- _Given request_
Render the rows as a JSON list of strings, one string per line and blank lines omitted, starting with the line containing "tag=truck windshield action=locate" and continuing through the line containing "[33,104,65,126]", both included.

Items from a labeling collection
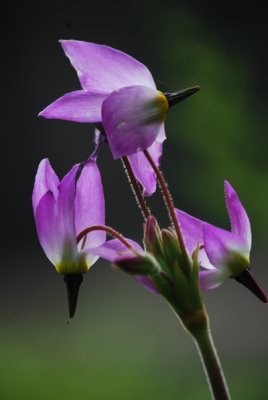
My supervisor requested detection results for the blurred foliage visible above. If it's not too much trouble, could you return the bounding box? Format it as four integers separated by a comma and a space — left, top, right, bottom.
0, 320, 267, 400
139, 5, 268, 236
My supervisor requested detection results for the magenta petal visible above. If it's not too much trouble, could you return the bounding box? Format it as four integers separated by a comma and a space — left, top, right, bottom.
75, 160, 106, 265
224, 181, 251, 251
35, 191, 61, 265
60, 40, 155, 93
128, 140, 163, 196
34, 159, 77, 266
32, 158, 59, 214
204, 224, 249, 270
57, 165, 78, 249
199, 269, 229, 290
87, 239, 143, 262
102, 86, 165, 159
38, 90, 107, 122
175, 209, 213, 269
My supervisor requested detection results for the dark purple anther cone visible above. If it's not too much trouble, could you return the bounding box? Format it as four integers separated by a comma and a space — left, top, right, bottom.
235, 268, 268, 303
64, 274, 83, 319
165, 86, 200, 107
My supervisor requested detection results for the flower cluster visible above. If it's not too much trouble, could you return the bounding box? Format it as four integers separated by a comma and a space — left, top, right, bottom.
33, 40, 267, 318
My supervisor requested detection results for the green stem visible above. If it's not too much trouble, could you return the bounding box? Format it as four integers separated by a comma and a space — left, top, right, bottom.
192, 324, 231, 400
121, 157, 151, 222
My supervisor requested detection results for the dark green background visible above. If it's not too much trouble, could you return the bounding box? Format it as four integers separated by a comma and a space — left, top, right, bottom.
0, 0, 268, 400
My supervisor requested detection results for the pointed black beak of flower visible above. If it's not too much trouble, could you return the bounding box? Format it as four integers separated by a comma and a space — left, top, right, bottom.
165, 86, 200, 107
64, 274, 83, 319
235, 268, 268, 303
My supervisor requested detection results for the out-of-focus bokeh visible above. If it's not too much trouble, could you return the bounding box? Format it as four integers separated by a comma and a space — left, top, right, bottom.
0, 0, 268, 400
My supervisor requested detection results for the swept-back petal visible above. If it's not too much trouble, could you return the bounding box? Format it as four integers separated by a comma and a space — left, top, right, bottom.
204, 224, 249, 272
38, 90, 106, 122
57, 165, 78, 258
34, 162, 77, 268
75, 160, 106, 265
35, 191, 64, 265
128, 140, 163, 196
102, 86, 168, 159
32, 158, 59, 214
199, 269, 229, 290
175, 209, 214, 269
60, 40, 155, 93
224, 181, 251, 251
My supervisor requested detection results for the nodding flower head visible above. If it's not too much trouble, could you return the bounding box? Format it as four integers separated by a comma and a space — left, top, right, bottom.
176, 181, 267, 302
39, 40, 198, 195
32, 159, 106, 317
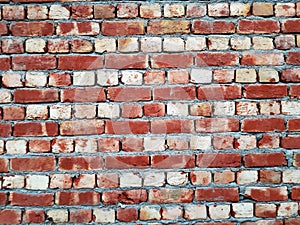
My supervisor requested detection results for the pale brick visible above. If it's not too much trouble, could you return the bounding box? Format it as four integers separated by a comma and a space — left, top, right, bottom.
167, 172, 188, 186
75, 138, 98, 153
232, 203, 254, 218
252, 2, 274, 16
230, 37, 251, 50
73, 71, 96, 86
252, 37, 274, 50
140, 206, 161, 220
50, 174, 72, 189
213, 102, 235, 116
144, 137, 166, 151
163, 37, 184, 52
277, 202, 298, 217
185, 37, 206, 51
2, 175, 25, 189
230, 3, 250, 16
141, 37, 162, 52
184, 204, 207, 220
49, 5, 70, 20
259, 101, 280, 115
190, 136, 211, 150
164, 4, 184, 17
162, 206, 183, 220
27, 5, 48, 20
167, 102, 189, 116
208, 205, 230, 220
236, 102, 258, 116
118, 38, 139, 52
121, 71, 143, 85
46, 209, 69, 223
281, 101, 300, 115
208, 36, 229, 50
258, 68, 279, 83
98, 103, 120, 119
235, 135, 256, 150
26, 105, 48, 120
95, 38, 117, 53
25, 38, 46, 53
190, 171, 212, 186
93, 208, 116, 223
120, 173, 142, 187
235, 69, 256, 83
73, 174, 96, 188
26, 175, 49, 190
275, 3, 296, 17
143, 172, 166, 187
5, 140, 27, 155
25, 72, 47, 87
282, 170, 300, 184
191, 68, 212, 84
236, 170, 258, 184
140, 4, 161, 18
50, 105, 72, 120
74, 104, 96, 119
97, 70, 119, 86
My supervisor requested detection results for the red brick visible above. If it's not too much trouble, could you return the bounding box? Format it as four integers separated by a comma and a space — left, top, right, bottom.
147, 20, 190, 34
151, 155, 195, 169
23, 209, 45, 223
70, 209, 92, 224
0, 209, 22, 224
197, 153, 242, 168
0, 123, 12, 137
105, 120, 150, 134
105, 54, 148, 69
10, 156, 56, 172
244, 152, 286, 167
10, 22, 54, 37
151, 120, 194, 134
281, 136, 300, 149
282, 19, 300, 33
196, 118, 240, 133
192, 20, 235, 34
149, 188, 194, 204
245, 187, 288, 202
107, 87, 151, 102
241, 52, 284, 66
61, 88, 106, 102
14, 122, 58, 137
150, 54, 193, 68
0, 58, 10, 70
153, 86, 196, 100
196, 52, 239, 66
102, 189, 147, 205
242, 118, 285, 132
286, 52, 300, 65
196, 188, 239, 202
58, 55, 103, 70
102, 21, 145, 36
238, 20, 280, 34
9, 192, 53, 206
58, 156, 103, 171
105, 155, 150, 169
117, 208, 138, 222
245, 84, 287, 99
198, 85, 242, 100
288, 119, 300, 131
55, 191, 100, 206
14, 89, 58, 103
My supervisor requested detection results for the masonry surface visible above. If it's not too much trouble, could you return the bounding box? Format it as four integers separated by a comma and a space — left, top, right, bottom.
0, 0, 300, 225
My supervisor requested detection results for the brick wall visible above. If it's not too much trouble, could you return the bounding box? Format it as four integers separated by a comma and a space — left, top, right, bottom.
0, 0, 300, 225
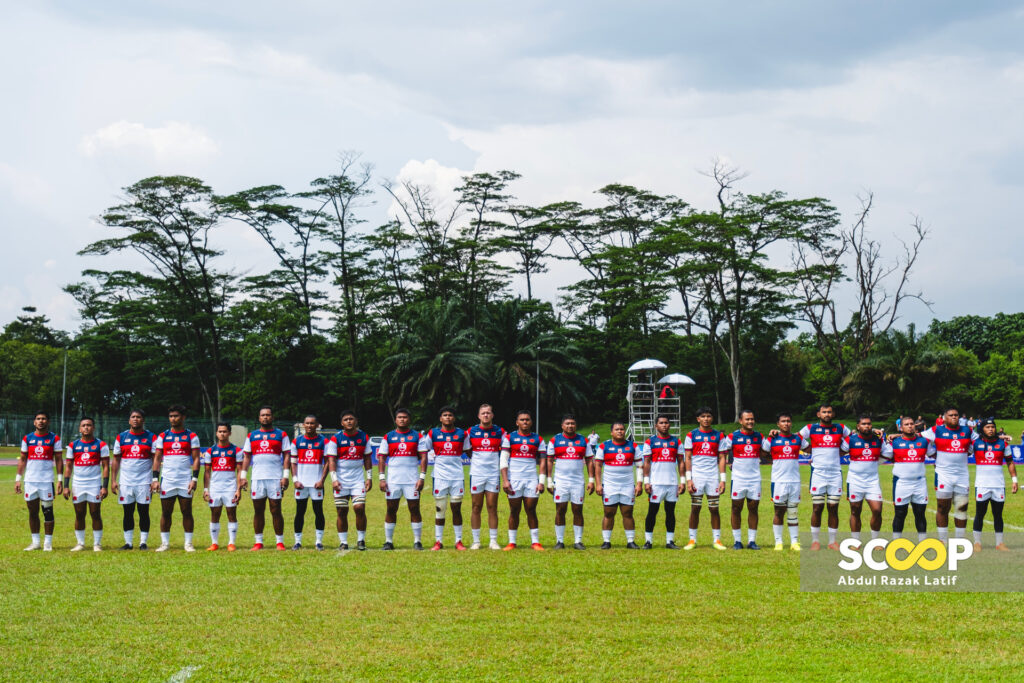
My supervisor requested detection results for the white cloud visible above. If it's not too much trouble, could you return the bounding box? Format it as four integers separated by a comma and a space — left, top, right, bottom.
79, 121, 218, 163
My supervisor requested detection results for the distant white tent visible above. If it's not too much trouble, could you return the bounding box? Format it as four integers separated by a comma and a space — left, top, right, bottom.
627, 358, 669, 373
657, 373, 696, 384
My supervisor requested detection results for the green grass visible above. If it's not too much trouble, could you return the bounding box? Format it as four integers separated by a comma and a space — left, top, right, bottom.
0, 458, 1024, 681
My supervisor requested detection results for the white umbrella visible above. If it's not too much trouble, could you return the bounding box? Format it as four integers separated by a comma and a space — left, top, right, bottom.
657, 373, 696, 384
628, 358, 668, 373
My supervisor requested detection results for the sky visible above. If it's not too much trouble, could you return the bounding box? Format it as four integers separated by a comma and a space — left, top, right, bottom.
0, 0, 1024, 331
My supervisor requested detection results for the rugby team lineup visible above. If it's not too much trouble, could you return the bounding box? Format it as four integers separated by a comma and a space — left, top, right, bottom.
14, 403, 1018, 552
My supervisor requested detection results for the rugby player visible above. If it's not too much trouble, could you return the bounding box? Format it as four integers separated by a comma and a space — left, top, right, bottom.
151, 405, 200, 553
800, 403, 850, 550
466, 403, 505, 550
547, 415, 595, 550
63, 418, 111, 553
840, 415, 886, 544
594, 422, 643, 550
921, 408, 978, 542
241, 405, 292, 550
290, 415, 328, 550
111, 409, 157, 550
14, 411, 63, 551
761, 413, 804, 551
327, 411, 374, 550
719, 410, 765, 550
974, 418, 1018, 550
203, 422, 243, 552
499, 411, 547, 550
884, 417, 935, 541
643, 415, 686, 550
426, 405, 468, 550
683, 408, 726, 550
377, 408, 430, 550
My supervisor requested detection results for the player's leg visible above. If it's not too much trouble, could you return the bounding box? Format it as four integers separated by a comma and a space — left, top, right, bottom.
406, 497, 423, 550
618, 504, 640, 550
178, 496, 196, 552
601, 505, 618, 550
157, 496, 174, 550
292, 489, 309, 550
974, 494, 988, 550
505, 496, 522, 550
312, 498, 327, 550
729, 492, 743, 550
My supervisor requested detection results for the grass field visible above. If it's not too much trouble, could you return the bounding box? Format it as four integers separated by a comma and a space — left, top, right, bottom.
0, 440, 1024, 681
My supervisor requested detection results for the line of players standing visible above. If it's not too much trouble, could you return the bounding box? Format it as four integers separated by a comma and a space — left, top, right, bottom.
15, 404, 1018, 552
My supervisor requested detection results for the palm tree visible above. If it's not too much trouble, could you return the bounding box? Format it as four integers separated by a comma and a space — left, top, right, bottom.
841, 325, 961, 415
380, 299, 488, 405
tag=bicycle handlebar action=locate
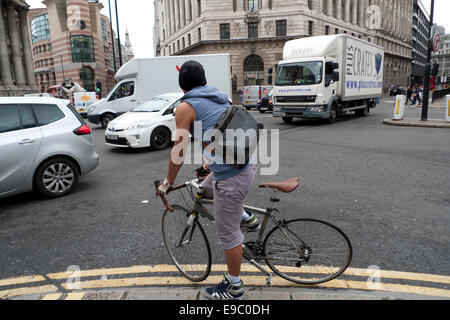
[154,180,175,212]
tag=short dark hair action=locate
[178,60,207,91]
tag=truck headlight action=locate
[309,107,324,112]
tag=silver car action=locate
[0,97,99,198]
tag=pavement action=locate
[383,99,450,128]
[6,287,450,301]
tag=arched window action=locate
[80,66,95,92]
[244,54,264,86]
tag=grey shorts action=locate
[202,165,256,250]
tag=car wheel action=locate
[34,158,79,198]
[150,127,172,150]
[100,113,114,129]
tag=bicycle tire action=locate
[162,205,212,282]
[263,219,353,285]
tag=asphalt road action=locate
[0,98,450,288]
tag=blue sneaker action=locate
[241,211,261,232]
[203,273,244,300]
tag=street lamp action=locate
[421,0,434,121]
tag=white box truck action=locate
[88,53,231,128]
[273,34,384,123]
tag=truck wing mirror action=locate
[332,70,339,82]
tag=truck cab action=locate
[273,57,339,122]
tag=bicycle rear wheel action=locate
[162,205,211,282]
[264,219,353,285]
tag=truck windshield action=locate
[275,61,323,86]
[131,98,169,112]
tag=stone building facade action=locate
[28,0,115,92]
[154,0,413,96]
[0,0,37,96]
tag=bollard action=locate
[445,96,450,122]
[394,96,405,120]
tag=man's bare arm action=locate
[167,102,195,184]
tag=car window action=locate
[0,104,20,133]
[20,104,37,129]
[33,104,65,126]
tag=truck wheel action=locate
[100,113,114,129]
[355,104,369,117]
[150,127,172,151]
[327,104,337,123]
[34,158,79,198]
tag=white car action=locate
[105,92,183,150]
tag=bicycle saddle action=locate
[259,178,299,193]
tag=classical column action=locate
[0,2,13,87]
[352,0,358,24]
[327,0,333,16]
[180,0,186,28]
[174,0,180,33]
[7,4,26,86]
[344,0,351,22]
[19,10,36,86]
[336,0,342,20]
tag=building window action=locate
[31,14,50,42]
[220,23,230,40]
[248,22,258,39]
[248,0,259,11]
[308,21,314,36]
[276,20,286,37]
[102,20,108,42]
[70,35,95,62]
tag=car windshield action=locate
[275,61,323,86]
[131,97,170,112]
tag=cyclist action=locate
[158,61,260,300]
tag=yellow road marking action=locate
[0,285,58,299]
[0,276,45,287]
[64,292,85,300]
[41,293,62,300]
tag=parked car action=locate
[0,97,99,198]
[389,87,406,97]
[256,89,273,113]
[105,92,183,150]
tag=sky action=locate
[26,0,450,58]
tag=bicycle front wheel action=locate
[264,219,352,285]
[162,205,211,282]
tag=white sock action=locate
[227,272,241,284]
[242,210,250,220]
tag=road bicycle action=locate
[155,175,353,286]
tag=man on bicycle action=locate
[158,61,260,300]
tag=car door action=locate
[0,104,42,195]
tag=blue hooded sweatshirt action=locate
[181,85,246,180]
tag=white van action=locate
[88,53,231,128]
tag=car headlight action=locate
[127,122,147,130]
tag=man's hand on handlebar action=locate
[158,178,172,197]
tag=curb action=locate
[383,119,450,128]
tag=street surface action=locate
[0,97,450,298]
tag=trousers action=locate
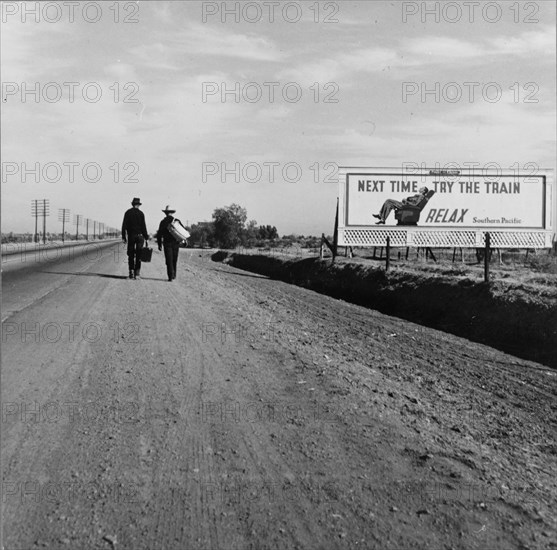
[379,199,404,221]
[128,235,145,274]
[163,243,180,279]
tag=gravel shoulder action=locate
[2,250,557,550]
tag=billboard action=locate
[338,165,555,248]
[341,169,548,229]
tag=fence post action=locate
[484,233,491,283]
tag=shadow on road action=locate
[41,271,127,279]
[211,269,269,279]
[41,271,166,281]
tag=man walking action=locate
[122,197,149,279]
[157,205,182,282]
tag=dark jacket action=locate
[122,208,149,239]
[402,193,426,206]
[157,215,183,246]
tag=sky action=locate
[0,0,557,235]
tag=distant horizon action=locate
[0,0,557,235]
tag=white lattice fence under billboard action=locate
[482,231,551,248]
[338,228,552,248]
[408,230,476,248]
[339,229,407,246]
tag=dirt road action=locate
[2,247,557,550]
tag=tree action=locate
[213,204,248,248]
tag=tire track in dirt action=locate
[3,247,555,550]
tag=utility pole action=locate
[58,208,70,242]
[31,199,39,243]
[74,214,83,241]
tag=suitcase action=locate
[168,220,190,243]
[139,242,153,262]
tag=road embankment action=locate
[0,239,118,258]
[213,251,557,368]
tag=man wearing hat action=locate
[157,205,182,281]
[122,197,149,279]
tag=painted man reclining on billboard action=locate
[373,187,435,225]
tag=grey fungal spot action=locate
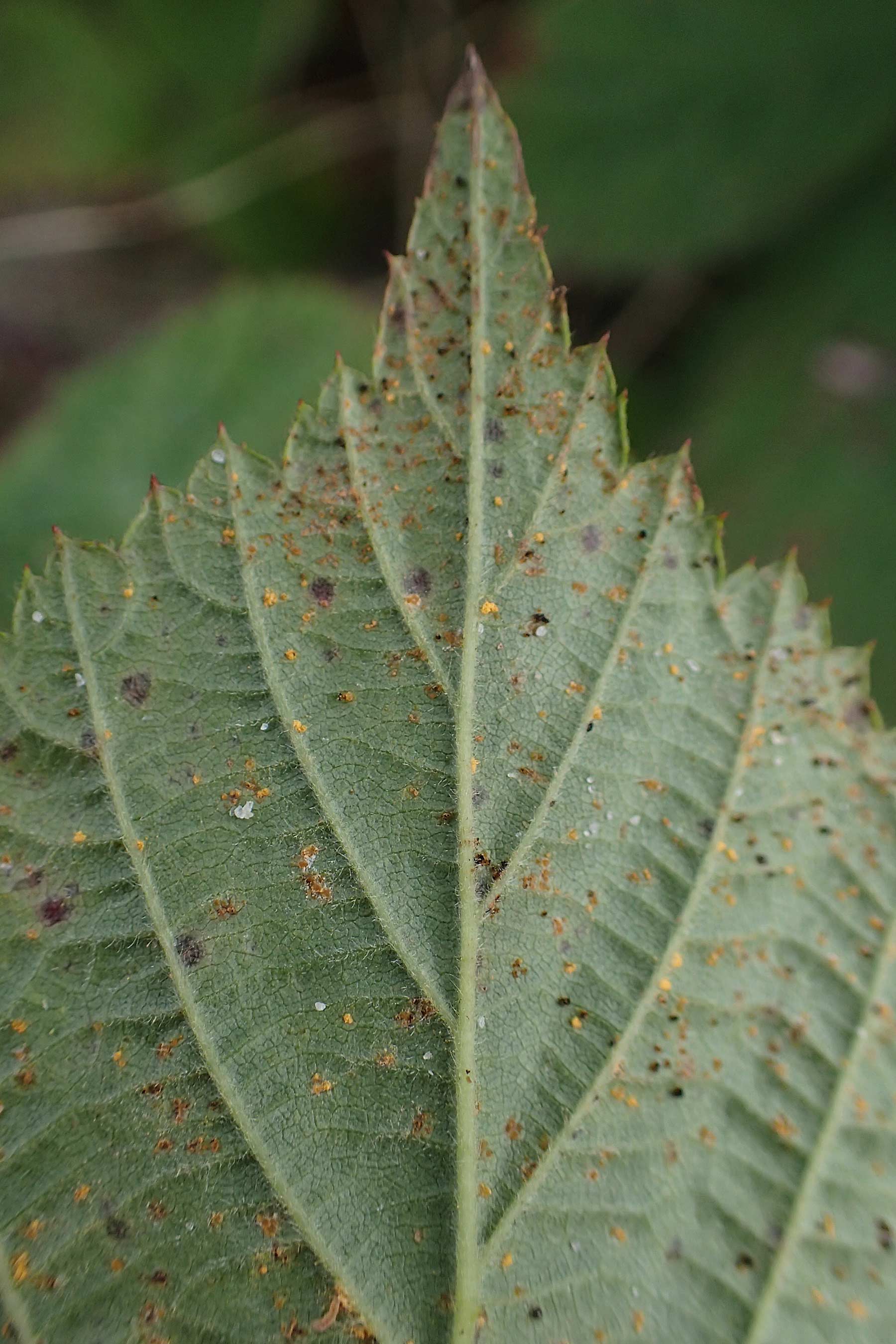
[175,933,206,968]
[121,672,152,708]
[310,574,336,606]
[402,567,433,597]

- _Written response_
[
  "tag=truck windshield action=locate",
  "[275,61,323,86]",
  "[131,98,169,112]",
  "tag=stone building facade action=locate",
  "[28,0,115,92]",
  "[154,0,413,96]",
  "[0,0,37,96]",
  "tag=bollard action=locate",
  "[445,96,450,122]",
  "[394,96,405,120]",
  "tag=man's bare arm action=locate",
  "[167,102,195,184]",
  "tag=car window action=locate",
  "[0,104,20,133]",
  "[20,104,37,129]",
  "[33,104,65,126]"
]